» **Exercise requirements**
Could you show all lines in the entries below that contain the string "flooded"?

┌─ Raw data

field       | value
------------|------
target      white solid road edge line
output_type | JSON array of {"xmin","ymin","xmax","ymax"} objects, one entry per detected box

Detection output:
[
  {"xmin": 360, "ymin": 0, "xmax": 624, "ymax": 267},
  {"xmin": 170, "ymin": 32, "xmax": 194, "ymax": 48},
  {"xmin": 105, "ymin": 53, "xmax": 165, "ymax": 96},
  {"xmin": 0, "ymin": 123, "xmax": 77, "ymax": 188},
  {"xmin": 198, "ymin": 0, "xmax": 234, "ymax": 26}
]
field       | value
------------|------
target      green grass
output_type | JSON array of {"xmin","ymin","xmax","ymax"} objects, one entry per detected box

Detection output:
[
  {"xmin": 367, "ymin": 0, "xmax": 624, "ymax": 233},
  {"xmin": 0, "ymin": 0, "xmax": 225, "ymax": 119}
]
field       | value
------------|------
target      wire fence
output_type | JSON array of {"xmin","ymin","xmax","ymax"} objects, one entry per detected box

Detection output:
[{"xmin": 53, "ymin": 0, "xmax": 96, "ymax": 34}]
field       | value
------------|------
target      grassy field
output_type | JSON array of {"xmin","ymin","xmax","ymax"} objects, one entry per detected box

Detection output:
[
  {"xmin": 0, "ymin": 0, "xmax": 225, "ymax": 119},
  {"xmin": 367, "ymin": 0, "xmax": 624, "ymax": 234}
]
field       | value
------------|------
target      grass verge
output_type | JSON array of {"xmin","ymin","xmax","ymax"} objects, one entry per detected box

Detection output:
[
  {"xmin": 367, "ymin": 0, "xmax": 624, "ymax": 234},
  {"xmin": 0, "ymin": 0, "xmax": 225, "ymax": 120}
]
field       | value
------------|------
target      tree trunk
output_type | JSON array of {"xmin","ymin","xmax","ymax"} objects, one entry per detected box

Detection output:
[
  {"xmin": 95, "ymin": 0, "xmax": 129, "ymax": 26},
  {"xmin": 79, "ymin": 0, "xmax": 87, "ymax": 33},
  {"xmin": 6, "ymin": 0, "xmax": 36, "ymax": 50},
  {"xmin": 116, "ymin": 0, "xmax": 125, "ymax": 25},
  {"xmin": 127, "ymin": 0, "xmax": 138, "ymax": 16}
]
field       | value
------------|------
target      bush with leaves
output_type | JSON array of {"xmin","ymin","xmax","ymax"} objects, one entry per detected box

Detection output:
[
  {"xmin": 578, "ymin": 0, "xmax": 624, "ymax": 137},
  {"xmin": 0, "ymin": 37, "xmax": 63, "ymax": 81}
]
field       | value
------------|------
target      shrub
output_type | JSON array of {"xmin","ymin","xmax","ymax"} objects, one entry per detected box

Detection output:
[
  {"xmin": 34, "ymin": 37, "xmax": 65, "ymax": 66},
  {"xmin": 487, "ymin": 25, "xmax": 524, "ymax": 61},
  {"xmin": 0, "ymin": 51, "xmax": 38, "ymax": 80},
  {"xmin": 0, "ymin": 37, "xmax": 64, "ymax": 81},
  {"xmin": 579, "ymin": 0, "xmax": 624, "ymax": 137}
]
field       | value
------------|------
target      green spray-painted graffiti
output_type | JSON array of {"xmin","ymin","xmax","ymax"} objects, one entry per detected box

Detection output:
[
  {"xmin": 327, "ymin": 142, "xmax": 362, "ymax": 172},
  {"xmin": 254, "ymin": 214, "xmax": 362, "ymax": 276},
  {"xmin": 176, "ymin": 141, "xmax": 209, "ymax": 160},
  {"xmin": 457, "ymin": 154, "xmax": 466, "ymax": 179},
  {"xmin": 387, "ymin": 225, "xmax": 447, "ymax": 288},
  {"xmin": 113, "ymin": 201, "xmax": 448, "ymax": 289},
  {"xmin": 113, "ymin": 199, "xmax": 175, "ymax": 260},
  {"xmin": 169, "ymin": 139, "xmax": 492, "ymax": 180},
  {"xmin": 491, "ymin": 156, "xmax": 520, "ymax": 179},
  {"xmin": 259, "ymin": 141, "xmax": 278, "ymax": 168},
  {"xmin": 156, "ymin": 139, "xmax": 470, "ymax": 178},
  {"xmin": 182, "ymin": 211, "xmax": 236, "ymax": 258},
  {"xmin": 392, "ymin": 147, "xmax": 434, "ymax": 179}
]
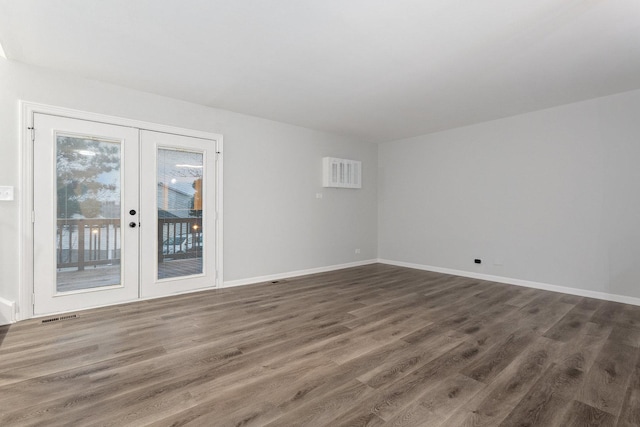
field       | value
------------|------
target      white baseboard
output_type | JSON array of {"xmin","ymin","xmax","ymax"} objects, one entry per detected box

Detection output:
[
  {"xmin": 378, "ymin": 259, "xmax": 640, "ymax": 307},
  {"xmin": 0, "ymin": 297, "xmax": 16, "ymax": 325},
  {"xmin": 223, "ymin": 259, "xmax": 378, "ymax": 288}
]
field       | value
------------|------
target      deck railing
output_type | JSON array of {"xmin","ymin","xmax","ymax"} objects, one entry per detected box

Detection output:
[
  {"xmin": 158, "ymin": 217, "xmax": 203, "ymax": 261},
  {"xmin": 57, "ymin": 219, "xmax": 121, "ymax": 271},
  {"xmin": 57, "ymin": 217, "xmax": 203, "ymax": 271}
]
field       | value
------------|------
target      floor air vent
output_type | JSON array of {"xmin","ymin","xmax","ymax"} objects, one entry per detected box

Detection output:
[{"xmin": 42, "ymin": 314, "xmax": 78, "ymax": 323}]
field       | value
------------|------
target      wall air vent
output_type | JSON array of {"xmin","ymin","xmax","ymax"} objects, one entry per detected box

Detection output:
[
  {"xmin": 41, "ymin": 314, "xmax": 78, "ymax": 323},
  {"xmin": 322, "ymin": 157, "xmax": 361, "ymax": 189}
]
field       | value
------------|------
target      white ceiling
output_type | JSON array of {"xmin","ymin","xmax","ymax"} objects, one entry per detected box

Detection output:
[{"xmin": 1, "ymin": 0, "xmax": 639, "ymax": 142}]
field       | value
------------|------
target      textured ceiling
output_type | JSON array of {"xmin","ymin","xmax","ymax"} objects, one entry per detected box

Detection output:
[{"xmin": 1, "ymin": 0, "xmax": 639, "ymax": 142}]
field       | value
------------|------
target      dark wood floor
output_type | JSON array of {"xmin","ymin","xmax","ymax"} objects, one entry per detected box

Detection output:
[{"xmin": 1, "ymin": 264, "xmax": 639, "ymax": 426}]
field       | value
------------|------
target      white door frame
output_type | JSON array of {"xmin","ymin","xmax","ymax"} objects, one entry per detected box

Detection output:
[{"xmin": 19, "ymin": 101, "xmax": 224, "ymax": 321}]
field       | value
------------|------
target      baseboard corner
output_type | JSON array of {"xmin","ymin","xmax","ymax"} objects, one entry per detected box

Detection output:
[{"xmin": 0, "ymin": 297, "xmax": 16, "ymax": 325}]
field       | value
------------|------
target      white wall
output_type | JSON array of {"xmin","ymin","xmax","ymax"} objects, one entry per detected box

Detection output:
[
  {"xmin": 3, "ymin": 57, "xmax": 639, "ymax": 321},
  {"xmin": 379, "ymin": 89, "xmax": 640, "ymax": 300},
  {"xmin": 0, "ymin": 60, "xmax": 378, "ymax": 318}
]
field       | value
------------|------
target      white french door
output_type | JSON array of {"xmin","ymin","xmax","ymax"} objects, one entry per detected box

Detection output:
[
  {"xmin": 33, "ymin": 114, "xmax": 140, "ymax": 315},
  {"xmin": 32, "ymin": 113, "xmax": 218, "ymax": 316},
  {"xmin": 139, "ymin": 130, "xmax": 217, "ymax": 298}
]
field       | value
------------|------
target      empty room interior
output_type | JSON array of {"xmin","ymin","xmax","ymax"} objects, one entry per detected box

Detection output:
[{"xmin": 1, "ymin": 1, "xmax": 640, "ymax": 426}]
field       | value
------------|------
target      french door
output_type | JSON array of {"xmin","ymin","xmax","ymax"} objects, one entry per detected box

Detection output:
[
  {"xmin": 139, "ymin": 130, "xmax": 217, "ymax": 298},
  {"xmin": 33, "ymin": 113, "xmax": 218, "ymax": 316}
]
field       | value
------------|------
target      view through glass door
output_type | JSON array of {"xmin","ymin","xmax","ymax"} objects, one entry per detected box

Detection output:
[
  {"xmin": 33, "ymin": 114, "xmax": 218, "ymax": 316},
  {"xmin": 33, "ymin": 114, "xmax": 140, "ymax": 315},
  {"xmin": 139, "ymin": 130, "xmax": 217, "ymax": 298}
]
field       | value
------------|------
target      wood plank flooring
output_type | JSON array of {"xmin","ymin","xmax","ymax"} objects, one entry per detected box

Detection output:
[{"xmin": 1, "ymin": 263, "xmax": 639, "ymax": 426}]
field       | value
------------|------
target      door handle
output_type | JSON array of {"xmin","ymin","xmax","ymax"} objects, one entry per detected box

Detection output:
[
  {"xmin": 129, "ymin": 222, "xmax": 137, "ymax": 228},
  {"xmin": 129, "ymin": 209, "xmax": 136, "ymax": 216}
]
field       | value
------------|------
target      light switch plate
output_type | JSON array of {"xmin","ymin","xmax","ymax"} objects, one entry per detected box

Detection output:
[{"xmin": 0, "ymin": 186, "xmax": 14, "ymax": 201}]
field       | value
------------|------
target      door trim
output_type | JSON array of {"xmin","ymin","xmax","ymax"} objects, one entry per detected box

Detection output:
[{"xmin": 19, "ymin": 101, "xmax": 223, "ymax": 321}]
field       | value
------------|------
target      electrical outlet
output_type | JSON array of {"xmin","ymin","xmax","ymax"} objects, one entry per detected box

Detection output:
[
  {"xmin": 315, "ymin": 193, "xmax": 323, "ymax": 199},
  {"xmin": 0, "ymin": 186, "xmax": 14, "ymax": 201},
  {"xmin": 355, "ymin": 248, "xmax": 361, "ymax": 254}
]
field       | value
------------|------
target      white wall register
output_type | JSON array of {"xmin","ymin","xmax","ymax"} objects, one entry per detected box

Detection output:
[{"xmin": 322, "ymin": 157, "xmax": 362, "ymax": 189}]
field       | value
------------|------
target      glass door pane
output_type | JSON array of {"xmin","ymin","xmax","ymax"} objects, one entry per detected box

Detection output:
[
  {"xmin": 33, "ymin": 113, "xmax": 139, "ymax": 316},
  {"xmin": 139, "ymin": 129, "xmax": 217, "ymax": 299},
  {"xmin": 56, "ymin": 135, "xmax": 122, "ymax": 292},
  {"xmin": 157, "ymin": 148, "xmax": 204, "ymax": 279}
]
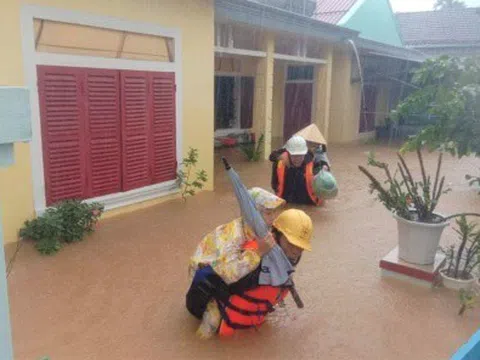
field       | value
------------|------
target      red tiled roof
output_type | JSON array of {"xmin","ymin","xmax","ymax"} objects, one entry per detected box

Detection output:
[{"xmin": 314, "ymin": 0, "xmax": 357, "ymax": 24}]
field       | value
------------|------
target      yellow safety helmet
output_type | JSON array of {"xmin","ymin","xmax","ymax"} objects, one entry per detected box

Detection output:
[{"xmin": 272, "ymin": 209, "xmax": 313, "ymax": 251}]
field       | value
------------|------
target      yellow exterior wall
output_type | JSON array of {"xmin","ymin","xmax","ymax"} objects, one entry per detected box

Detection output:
[
  {"xmin": 313, "ymin": 46, "xmax": 333, "ymax": 141},
  {"xmin": 375, "ymin": 83, "xmax": 391, "ymax": 126},
  {"xmin": 329, "ymin": 47, "xmax": 351, "ymax": 143},
  {"xmin": 328, "ymin": 46, "xmax": 363, "ymax": 143},
  {"xmin": 252, "ymin": 33, "xmax": 275, "ymax": 159},
  {"xmin": 0, "ymin": 0, "xmax": 214, "ymax": 244}
]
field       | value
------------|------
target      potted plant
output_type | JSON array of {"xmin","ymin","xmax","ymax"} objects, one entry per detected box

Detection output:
[
  {"xmin": 359, "ymin": 149, "xmax": 451, "ymax": 265},
  {"xmin": 441, "ymin": 216, "xmax": 480, "ymax": 291}
]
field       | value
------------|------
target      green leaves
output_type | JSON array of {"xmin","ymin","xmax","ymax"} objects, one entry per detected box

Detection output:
[
  {"xmin": 240, "ymin": 134, "xmax": 265, "ymax": 162},
  {"xmin": 359, "ymin": 150, "xmax": 447, "ymax": 223},
  {"xmin": 19, "ymin": 200, "xmax": 104, "ymax": 255},
  {"xmin": 394, "ymin": 55, "xmax": 480, "ymax": 158},
  {"xmin": 177, "ymin": 147, "xmax": 208, "ymax": 201},
  {"xmin": 434, "ymin": 0, "xmax": 466, "ymax": 10}
]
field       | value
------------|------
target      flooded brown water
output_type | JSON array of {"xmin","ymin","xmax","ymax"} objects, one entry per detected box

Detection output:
[{"xmin": 6, "ymin": 143, "xmax": 480, "ymax": 360}]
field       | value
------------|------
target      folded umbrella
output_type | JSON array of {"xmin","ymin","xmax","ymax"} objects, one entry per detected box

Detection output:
[
  {"xmin": 221, "ymin": 157, "xmax": 268, "ymax": 238},
  {"xmin": 221, "ymin": 157, "xmax": 294, "ymax": 287}
]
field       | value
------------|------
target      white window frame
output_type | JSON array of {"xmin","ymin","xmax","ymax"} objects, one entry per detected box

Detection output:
[{"xmin": 20, "ymin": 4, "xmax": 183, "ymax": 214}]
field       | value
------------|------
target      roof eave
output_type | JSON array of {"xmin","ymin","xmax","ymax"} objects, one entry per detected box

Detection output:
[
  {"xmin": 405, "ymin": 43, "xmax": 480, "ymax": 49},
  {"xmin": 355, "ymin": 38, "xmax": 427, "ymax": 62},
  {"xmin": 215, "ymin": 0, "xmax": 359, "ymax": 43}
]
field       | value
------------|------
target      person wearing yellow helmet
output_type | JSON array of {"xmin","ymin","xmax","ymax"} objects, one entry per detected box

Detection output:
[
  {"xmin": 186, "ymin": 208, "xmax": 313, "ymax": 338},
  {"xmin": 271, "ymin": 208, "xmax": 313, "ymax": 265}
]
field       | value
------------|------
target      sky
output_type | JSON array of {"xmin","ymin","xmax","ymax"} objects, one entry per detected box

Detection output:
[{"xmin": 390, "ymin": 0, "xmax": 480, "ymax": 12}]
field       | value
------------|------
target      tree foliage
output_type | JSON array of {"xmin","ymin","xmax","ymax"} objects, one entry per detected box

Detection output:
[
  {"xmin": 392, "ymin": 56, "xmax": 480, "ymax": 158},
  {"xmin": 434, "ymin": 0, "xmax": 466, "ymax": 10}
]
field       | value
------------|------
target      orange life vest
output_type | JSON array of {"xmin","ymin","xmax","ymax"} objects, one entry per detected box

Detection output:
[
  {"xmin": 275, "ymin": 152, "xmax": 323, "ymax": 206},
  {"xmin": 217, "ymin": 240, "xmax": 289, "ymax": 337}
]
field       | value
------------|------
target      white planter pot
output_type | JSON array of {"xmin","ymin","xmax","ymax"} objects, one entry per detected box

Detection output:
[
  {"xmin": 440, "ymin": 270, "xmax": 476, "ymax": 291},
  {"xmin": 392, "ymin": 212, "xmax": 449, "ymax": 265}
]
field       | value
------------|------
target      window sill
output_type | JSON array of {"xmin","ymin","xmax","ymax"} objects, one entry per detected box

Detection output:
[
  {"xmin": 36, "ymin": 180, "xmax": 180, "ymax": 215},
  {"xmin": 215, "ymin": 128, "xmax": 250, "ymax": 137}
]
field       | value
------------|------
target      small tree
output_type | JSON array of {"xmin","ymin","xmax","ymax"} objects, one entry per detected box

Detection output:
[
  {"xmin": 392, "ymin": 56, "xmax": 480, "ymax": 191},
  {"xmin": 393, "ymin": 56, "xmax": 480, "ymax": 158},
  {"xmin": 177, "ymin": 148, "xmax": 208, "ymax": 201}
]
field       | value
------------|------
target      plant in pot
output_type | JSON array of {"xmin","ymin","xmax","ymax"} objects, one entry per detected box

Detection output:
[
  {"xmin": 359, "ymin": 148, "xmax": 451, "ymax": 265},
  {"xmin": 441, "ymin": 216, "xmax": 480, "ymax": 291}
]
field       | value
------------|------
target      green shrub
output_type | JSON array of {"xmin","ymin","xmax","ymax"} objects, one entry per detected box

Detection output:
[
  {"xmin": 240, "ymin": 134, "xmax": 265, "ymax": 162},
  {"xmin": 19, "ymin": 200, "xmax": 104, "ymax": 255},
  {"xmin": 55, "ymin": 200, "xmax": 103, "ymax": 243}
]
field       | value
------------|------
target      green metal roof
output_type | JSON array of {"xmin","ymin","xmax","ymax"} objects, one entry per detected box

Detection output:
[{"xmin": 339, "ymin": 0, "xmax": 404, "ymax": 47}]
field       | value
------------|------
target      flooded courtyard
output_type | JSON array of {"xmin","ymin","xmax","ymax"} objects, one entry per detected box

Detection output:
[{"xmin": 6, "ymin": 143, "xmax": 480, "ymax": 360}]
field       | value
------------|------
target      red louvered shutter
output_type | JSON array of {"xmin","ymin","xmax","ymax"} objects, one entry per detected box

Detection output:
[
  {"xmin": 37, "ymin": 65, "xmax": 87, "ymax": 206},
  {"xmin": 84, "ymin": 69, "xmax": 122, "ymax": 198},
  {"xmin": 120, "ymin": 71, "xmax": 151, "ymax": 191},
  {"xmin": 149, "ymin": 72, "xmax": 177, "ymax": 184}
]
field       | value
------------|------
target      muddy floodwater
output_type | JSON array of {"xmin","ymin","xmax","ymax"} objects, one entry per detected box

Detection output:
[{"xmin": 7, "ymin": 144, "xmax": 480, "ymax": 360}]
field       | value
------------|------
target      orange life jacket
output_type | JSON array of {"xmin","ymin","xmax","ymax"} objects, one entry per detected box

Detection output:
[
  {"xmin": 217, "ymin": 240, "xmax": 289, "ymax": 337},
  {"xmin": 275, "ymin": 152, "xmax": 323, "ymax": 206}
]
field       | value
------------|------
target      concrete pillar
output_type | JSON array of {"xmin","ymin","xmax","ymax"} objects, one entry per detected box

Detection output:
[
  {"xmin": 314, "ymin": 45, "xmax": 333, "ymax": 141},
  {"xmin": 253, "ymin": 32, "xmax": 275, "ymax": 159},
  {"xmin": 0, "ymin": 210, "xmax": 13, "ymax": 359}
]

└─

» **Expected answer**
target      flooded brown water
target      flooded courtyard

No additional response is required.